▶ **QUELLMATERIAL**:
--*--

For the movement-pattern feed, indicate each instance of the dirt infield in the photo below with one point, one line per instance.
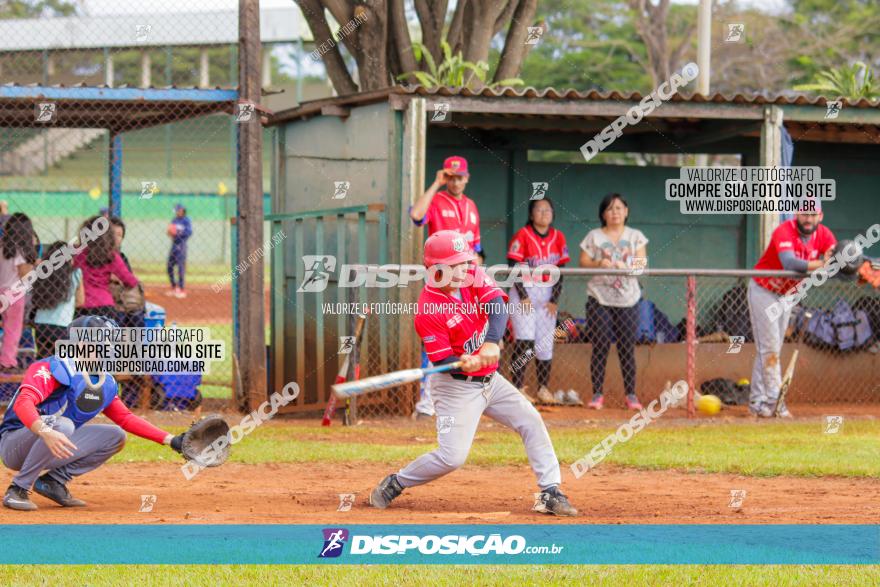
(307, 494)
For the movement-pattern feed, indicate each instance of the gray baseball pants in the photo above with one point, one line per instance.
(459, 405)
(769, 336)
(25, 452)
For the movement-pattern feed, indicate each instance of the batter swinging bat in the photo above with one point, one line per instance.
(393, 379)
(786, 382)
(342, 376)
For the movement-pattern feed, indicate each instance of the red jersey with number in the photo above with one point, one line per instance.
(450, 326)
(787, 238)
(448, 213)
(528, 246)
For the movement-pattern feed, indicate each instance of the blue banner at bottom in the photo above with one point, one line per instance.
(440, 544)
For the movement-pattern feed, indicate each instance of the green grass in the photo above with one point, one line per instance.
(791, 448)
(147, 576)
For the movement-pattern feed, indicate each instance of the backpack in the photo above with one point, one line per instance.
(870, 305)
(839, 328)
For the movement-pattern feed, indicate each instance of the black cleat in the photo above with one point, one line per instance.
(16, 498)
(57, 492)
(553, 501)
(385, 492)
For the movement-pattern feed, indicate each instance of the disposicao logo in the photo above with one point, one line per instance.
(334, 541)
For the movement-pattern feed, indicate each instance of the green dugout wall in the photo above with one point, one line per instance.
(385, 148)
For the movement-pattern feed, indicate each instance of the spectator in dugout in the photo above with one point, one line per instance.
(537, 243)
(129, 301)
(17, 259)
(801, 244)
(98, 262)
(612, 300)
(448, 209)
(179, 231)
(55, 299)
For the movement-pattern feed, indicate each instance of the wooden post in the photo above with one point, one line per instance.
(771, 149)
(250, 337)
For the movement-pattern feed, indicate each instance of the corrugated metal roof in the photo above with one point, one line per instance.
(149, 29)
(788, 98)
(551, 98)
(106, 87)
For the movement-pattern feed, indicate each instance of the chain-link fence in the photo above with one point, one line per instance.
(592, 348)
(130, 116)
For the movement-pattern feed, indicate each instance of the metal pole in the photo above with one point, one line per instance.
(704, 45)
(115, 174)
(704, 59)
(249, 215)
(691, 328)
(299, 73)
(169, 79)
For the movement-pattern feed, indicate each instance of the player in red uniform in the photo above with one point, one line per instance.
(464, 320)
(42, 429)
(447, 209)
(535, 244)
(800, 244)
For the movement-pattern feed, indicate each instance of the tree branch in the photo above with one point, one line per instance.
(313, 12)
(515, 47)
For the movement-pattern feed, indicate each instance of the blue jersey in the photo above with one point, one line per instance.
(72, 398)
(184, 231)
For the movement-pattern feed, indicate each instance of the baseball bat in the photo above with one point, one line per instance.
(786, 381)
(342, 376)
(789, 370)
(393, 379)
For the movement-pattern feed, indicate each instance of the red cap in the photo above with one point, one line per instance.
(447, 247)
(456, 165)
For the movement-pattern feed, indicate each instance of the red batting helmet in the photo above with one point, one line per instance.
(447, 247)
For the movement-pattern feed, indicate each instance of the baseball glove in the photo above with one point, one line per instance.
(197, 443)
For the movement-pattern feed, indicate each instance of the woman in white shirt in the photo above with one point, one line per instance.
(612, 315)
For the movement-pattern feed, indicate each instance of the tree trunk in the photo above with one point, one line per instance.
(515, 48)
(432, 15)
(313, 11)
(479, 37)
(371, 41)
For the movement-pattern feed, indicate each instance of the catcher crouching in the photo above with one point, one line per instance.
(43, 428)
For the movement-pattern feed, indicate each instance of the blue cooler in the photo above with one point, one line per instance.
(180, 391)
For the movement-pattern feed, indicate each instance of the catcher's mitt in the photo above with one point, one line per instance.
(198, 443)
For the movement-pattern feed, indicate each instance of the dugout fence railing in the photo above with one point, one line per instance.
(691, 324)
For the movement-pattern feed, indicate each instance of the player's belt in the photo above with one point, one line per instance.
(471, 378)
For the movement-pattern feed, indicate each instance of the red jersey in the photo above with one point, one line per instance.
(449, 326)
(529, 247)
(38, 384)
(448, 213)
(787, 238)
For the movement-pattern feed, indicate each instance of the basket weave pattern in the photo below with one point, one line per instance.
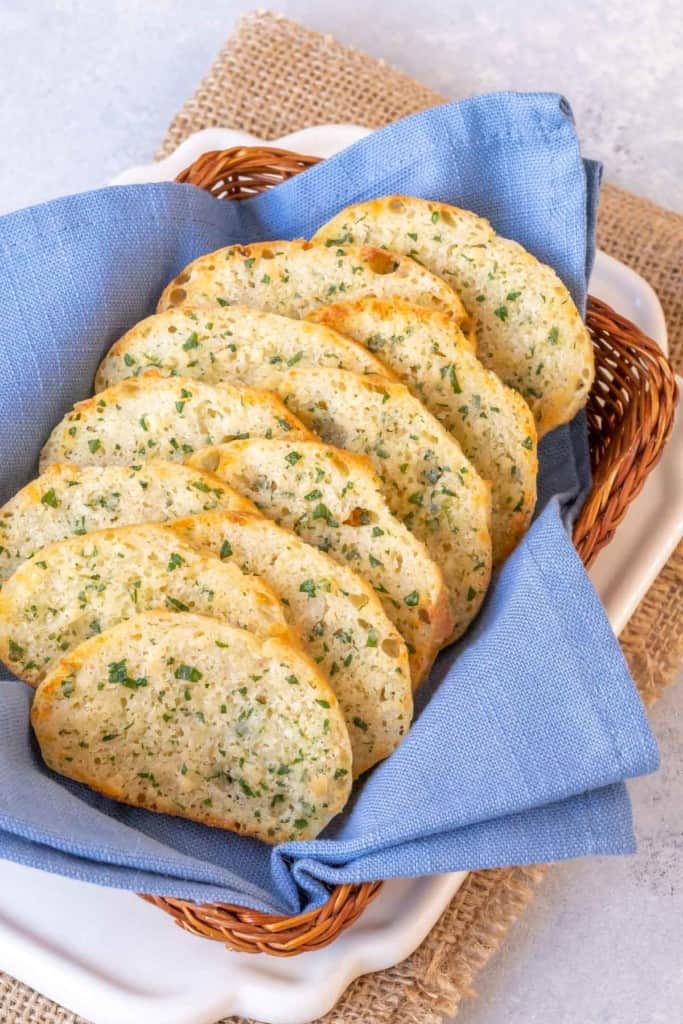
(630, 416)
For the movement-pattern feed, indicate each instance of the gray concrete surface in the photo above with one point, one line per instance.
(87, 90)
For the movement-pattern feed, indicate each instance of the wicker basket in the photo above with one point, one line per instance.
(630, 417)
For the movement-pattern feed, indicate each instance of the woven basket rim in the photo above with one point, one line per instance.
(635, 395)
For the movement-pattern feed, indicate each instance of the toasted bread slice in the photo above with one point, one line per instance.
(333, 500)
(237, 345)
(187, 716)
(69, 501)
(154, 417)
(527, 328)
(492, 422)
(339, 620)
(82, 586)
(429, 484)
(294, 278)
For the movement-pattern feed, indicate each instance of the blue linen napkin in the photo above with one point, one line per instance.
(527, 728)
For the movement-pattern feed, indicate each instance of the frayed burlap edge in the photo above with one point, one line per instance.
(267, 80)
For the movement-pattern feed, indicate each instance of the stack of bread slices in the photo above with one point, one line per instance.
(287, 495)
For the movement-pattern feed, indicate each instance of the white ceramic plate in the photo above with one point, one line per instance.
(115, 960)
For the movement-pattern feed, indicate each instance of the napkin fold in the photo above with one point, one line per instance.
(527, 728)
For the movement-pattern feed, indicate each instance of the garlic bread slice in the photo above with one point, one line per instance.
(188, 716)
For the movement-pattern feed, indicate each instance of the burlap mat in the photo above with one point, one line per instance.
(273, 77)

--*--

▶ **AUFGABE**:
Gib den Abschnitt von der Zeile mit „the blue linen“ bis zum Ende der Datensätze erneut wieder und ersetze darin „burlap“ durch „jute“, während alles andere unverändert bleibt.

▶ **ENDGÜLTIGE ANTWORT**:
For the movement-pattern feed, indicate each instance of the blue linen napkin in the photo above with one point, one line per instance.
(527, 728)
For the movement-pattern feed, indicate each instance of the frayed jute edge in the photo above with one point, one line per instance.
(267, 80)
For the movement-pattern feed, indicate each instance of the stack of bread slices in the photo above with one point, one line per instance.
(287, 495)
For the movement-pattern feed, indicate each instance of the white ceramic plate in the photo above with one point, one line per instance.
(115, 960)
For the movement-pattern feed, indicate each instance of the napkin fold in the photo above with one point, one line per instance.
(527, 728)
For the movement-pattern feed, indicate each instance of the garlic bread slice in the photo above with one point, one line per instance.
(188, 716)
For the movement-pattern feed, indicate each instance of the jute mat in the photo above with one point, one line per instance.
(273, 77)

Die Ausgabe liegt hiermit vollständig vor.